● **Study questions**:
1. Answer these questions using the essay on smoking.
(a) How old is the narrator's son?
(b) At the beach, where did Margaret have to stay to avoid the fumes?
(c) How far from the restaurant entrance were they when Margaret whispered, "Mommy, smokers"?
2. Write the next part of the essay on smoking, starting after its final sentence.

● **Excerpt to read**:
____________________

Puff the Dragon (A Not-so-Magical Tale)

Smoking on the beach

“I think I’m going to write a blog about smoking,” I told my son. Soggy and sandy from our day at the beach, the two of us were alone in our van.

“Hmmm,” my 13-year-old son replied, hardly vibrating his vocal cords and barely nodding his head in acknowledgement of my having spoken.

“You see,” I went on, “I actually think folk have the right to smoke if they want. I have my own share of unhealthy habits.”

At this my son perked up. (He does so love a chance to disagree with me.) “Yeah, but Mom, do your unhealthy habits make other people unhealthy?”

In truth, my unhealthy habits could cause my family members pain in the future. If I do not choose to eat right and to exercise, I could suffer the physical effects of such bad behaviors. Some forms of cancer, heart disease, diabetes and other diseases are caused by unhealthy habits. If I were to contract one of these diseases, my family, my loved ones would suffer unnecessarily because of my negligence.

But that was not what my son meant and I knew it. He had asthma as a young child but had outpaced it as he grew up. Still, he remembered the times he had to duck through doorways and rush through parking lots to avoid errant fumes. Yet this time, he was not referring to his own struggles. This time, we were both frustrated by the limitations forced upon his sister by the unhealthy habit of others.

“What I mean, Baker, is that I am not prepared to say people don’t have the right to smoke. It’s a choice they should be allowed to make. The problem is that this choice puts my child at risk.”

“Right. Because they chose to smoke a cigarette on the beach Margaret could have an asthma attack. She could wind up in the hospital.”

Our frustration was at a high point because we’d been unable to find a place to park our umbrella that was not downwind from smokers. They were everywhere. Margaret had to stay in the water or at least in the surf to avoid the fumes.

And it was not just the beach. Later we went out to eat, to a non-smoking restaurant of course.

“Mommy, smokers,” Margaret whispered to me when we were 50 feet from the entrance. Yep. Cloaking the entrance with a cloud of wheeze-inducing funk, were several folks tugging the last puffs from their smokes. They had every right; it’s a free country. Yet there was no getting in the place without walking through their haze of freedom: a haze that placed significant bonds on my child.

____________________

● **Excerpted data**:
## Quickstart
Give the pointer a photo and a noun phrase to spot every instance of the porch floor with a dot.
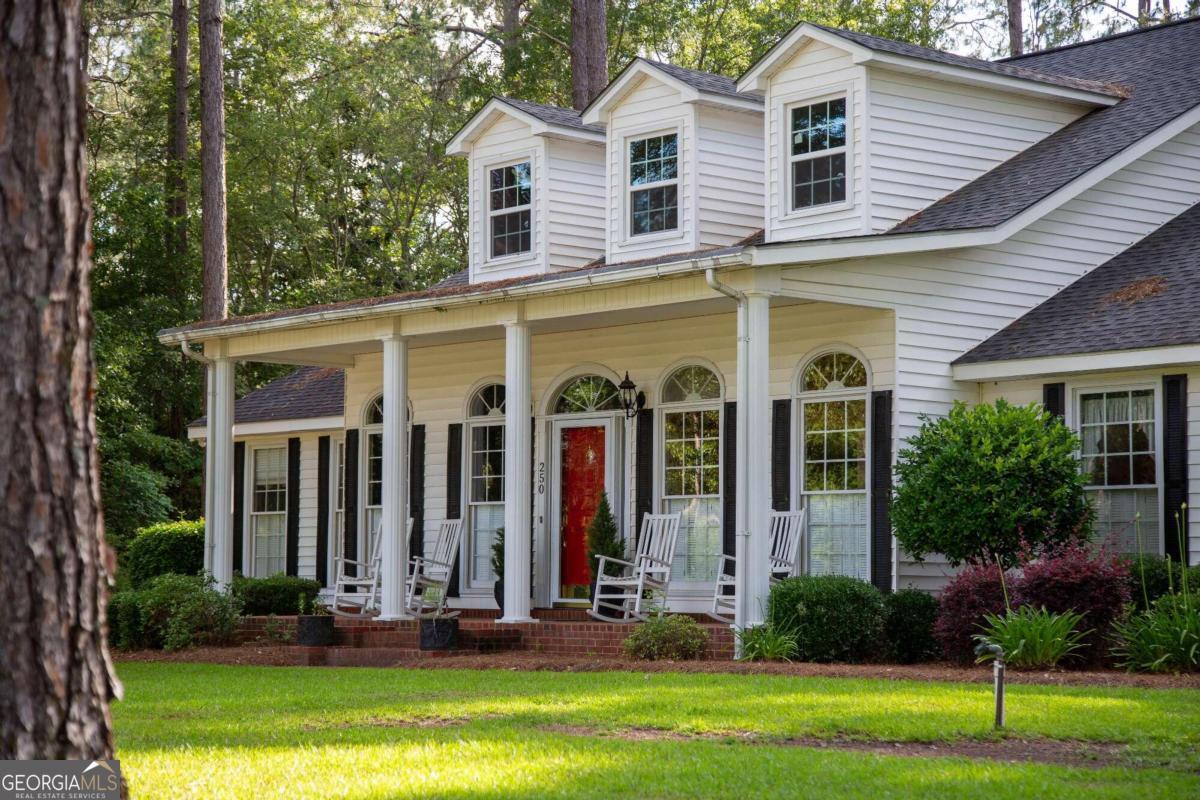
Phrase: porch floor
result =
(558, 631)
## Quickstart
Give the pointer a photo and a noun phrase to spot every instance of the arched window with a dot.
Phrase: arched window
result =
(587, 394)
(833, 463)
(691, 468)
(485, 481)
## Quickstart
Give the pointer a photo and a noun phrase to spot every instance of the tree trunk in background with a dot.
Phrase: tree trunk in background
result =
(213, 188)
(57, 675)
(589, 50)
(177, 164)
(1015, 28)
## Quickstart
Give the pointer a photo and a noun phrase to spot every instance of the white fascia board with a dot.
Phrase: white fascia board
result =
(1063, 365)
(276, 426)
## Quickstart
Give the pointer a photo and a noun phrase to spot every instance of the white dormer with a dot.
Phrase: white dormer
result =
(684, 161)
(537, 179)
(863, 132)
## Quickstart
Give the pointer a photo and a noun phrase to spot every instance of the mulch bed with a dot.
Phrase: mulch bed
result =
(286, 656)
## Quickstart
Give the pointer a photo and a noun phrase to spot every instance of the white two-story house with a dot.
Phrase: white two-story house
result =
(721, 296)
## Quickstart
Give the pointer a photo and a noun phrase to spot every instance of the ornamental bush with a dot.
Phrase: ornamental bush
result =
(987, 482)
(909, 618)
(277, 594)
(832, 617)
(671, 637)
(165, 548)
(963, 608)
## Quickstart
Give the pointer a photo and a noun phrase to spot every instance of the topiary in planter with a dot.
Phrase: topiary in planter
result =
(832, 617)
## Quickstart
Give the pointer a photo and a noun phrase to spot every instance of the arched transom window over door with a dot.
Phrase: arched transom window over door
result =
(833, 392)
(691, 468)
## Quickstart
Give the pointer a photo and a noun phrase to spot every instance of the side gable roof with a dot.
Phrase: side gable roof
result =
(305, 394)
(1146, 296)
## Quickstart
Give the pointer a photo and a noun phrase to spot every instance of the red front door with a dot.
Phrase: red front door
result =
(580, 486)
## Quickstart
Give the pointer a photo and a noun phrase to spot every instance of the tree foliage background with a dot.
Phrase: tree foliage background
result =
(337, 113)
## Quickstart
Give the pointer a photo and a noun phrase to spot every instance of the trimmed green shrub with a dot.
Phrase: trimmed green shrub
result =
(989, 482)
(671, 637)
(1035, 638)
(180, 611)
(126, 630)
(165, 548)
(833, 618)
(279, 594)
(909, 618)
(765, 643)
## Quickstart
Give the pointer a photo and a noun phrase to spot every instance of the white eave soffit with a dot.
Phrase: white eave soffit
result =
(755, 80)
(462, 140)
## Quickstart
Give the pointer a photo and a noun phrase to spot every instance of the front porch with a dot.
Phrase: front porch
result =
(514, 422)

____________________

● **Responses by item number**:
1.
(a) 13 years old.
(b) In the water, or at least in the surf.
(c) 50 feet.

2.
Lest you think I’m an over reactive mom, know that once last summer we were in a restaurant whose (ahem) smoking section was on the opposite side of the room from their non-smoking (or what we would call their Not-Quite-As-Dense-But-Still-Really-Smoky) area. We opted to stay. The kids were hungry; it was late; and Margaret had been breathing effortlessly (something, I can’t not mention, that the rest of us do without note). Fifteen minutes later, we paid what we owed and left—with a wheezing daughter who wound up on breathing treatments for the three days following the dining debacle.

Life experience. I try to learn from it.

But back to our week at the beach. It seems to have set the tone for the summer. Everywhere we have gone, we’ve had to dodge smokers. Admittedly, Margaret has had a hard time with her asthma this summer, and I am hyper aware, but geez. Smokers greet you at the mall, the drug store, the convenience mart and the grocery. They stroll over the grounds at Biltmore Estate and cheer in the stands of ball games. And hear me here: I think smokers have a right to smoke, I do. But what is my kid supposed to do to be able to breathe?

I tell Margaret life’s not fair and that we all have to deal with stuff. I remind her that considering what others have to deal with, this isn’t that bad. I tell her we could get her a filter mask thingy to wear. (She says she’d rather wheeze.)

I tell her those things. I do. And I believe smokers have rights. I do. But first, I’m Margaret’s mommy and when she’s fighting to breathe because secondhand smoke has triggered an asthma attack, I forget all those things. Because when it comes to balancing her right to breathe and the right of others to smoke—I don’t care squat about fairness. ‘Cuz I’m a mother, that’s why. And it’s my right to play favorites.

By Aileen MItchell Lawrimore

Aileen Mitchell Lawrimore is a mother x 3, wife x 35 (years not men), minister, speaker, writer, retreat leader, and lover of beagles and books. She has a lot to say.